— Start of INFORMATION GIVEN —
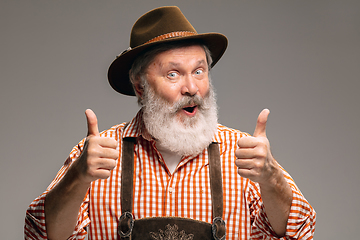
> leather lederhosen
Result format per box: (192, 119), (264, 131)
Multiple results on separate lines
(118, 138), (226, 240)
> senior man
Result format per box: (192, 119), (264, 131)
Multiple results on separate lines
(25, 7), (316, 240)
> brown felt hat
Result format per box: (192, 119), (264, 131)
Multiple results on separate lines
(108, 6), (228, 96)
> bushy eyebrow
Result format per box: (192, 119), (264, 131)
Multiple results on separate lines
(160, 59), (207, 68)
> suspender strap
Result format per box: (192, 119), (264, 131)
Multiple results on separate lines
(121, 137), (135, 213)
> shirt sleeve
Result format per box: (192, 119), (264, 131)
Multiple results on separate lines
(247, 165), (316, 240)
(24, 139), (90, 240)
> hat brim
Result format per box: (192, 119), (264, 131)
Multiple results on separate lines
(108, 33), (228, 96)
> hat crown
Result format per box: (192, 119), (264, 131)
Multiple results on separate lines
(130, 6), (197, 48)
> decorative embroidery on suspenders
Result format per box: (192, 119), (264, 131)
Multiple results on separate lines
(150, 224), (194, 240)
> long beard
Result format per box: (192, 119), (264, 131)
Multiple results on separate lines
(143, 81), (218, 156)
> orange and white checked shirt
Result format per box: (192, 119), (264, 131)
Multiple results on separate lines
(24, 111), (316, 240)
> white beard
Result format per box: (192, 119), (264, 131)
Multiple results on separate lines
(143, 81), (218, 156)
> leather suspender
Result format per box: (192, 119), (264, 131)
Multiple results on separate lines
(118, 137), (226, 240)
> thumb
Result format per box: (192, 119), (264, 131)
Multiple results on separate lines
(85, 109), (100, 136)
(253, 109), (270, 137)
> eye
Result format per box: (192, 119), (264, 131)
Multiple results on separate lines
(195, 69), (204, 75)
(195, 69), (204, 75)
(168, 72), (178, 78)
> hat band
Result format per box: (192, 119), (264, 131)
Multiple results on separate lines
(145, 31), (196, 44)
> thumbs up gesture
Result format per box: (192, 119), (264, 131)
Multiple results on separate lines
(73, 109), (119, 183)
(235, 109), (278, 184)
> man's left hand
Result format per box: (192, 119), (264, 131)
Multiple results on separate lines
(235, 109), (278, 185)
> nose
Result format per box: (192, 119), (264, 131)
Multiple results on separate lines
(181, 74), (199, 96)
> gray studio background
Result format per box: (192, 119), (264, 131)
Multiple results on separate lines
(0, 0), (360, 240)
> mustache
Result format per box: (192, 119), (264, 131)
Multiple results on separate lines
(171, 94), (208, 112)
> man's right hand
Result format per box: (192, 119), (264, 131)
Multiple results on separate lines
(73, 109), (119, 183)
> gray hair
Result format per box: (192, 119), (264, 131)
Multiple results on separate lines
(129, 41), (212, 106)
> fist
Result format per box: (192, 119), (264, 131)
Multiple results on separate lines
(74, 109), (119, 183)
(235, 109), (277, 184)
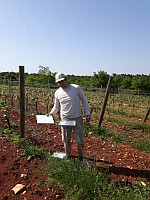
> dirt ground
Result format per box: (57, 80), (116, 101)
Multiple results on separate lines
(0, 110), (150, 200)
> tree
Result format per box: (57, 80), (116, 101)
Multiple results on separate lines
(91, 71), (109, 88)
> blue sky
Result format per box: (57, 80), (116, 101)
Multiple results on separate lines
(0, 0), (150, 75)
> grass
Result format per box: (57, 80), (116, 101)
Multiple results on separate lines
(47, 157), (150, 200)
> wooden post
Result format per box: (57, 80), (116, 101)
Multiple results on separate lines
(19, 66), (25, 138)
(98, 76), (112, 127)
(143, 106), (150, 123)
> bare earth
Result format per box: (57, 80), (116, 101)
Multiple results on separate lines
(0, 110), (150, 200)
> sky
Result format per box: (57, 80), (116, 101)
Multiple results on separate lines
(0, 0), (150, 76)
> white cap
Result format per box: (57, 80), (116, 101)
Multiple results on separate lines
(55, 72), (66, 83)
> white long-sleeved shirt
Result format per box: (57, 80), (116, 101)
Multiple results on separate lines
(50, 84), (90, 119)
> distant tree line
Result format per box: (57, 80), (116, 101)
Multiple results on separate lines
(0, 65), (150, 91)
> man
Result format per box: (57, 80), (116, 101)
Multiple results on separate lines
(49, 73), (91, 161)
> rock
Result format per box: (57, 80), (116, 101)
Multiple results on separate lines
(12, 184), (25, 194)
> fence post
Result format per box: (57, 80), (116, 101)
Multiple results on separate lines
(19, 66), (25, 138)
(143, 106), (150, 123)
(98, 76), (112, 127)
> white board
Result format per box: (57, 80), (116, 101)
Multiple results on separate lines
(36, 115), (54, 124)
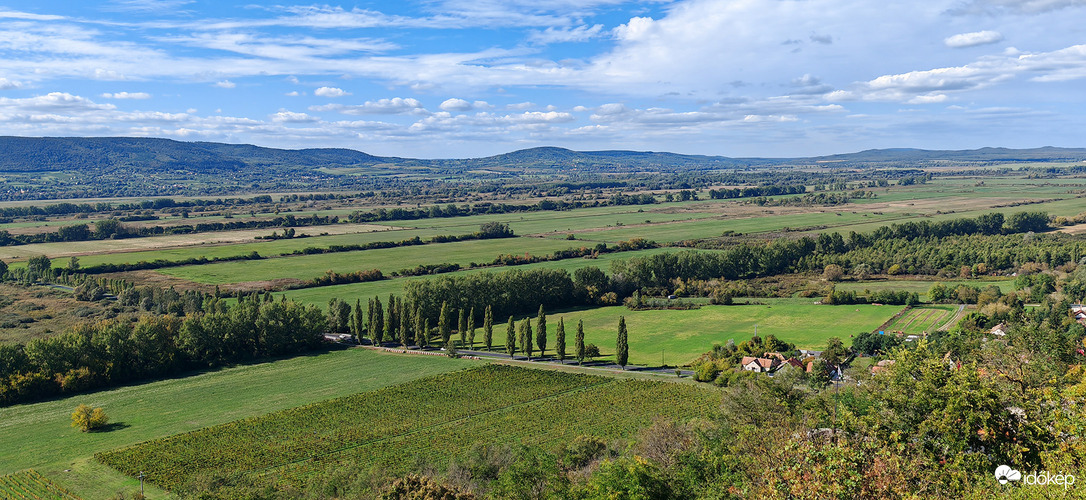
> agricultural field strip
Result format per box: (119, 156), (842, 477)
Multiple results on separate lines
(252, 379), (615, 474)
(273, 380), (719, 482)
(96, 364), (599, 489)
(0, 468), (79, 500)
— End of INFORMATION GIVEN —
* WHAT THIS TASK INVOLVES: Can you copy out, word for word, the lines that start at the one containing "man's left hand" and stop after the one containing "(0, 0), (360, 240)"?

* TASK RESPONSE:
> man's left hand
Result format per box: (192, 119), (264, 131)
Multiple results on separate lines
(235, 109), (278, 185)
> nose
Result format per box: (192, 119), (264, 131)
Multiple results on separate lines
(181, 74), (199, 96)
> gray studio background
Result format per box: (192, 119), (264, 131)
Multiple results on separate lines
(0, 0), (360, 240)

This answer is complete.